* [Available data]:
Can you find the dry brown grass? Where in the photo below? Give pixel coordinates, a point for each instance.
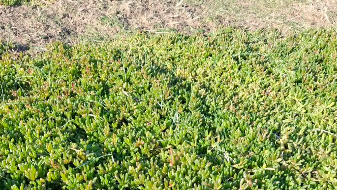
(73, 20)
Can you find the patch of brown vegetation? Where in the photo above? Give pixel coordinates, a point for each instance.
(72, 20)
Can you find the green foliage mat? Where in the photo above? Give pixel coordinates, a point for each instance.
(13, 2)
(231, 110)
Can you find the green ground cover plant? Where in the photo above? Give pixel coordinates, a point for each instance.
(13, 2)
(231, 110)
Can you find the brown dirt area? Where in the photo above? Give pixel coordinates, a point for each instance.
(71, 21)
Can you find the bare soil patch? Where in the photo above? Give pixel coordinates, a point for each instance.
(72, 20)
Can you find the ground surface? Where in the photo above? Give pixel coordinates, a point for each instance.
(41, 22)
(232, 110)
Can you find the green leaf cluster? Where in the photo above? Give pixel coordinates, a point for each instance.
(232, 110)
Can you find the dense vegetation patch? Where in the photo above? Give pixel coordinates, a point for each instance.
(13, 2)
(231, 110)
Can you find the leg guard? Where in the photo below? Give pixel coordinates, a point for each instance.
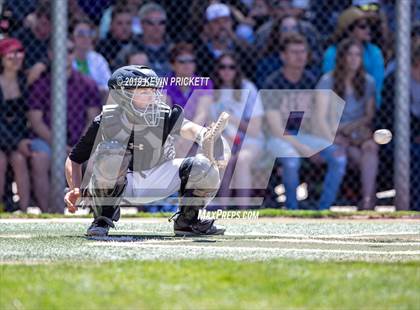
==
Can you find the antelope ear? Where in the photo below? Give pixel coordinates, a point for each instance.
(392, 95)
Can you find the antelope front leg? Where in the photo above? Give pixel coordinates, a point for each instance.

* [Activity]: Retype, exactly and with no pictures, everything above from the line with "Can you find the dry" down to the line with "Can you find the leg", both included.

* [Result of this task]:
Can you find the dry brown grass? Where in the photo below? Give pixel coordinates, a point for each instance.
(73, 20)
Can you find the patch of brown vegetation? Where in the photo above? Give pixel coordinates, a point for each instance.
(72, 20)
Can you find the green foliage mat? Where in the photo above? Give pixel coordinates, a point for each instance.
(13, 2)
(231, 110)
Can you find the green ground cover plant? Where in the photo above? Give pixel coordinates, a point for each instance.
(13, 2)
(231, 110)
Can you find the brown dirt area? Where in the photo above? Give pixel coordinates, a point for each instance.
(71, 21)
Can you find the bare soil patch? Where in the photo above? Give pixel coordinates, a point for each instance.
(72, 20)
Can you find the ground surface? Where in the photo above? Give pixel coordinates, a point for each instance.
(41, 22)
(232, 110)
Can you find the green leaf cluster? Where in the photo above? Give pixel coordinates, a point for each instance.
(232, 110)
Can you find the dense vegetation patch? Where in the photo above? Give pixel coordinates, a point for each instance.
(13, 2)
(231, 110)
Can you find the leg guard? Where in the photo below? Give pixel coordinates, a point for each instance.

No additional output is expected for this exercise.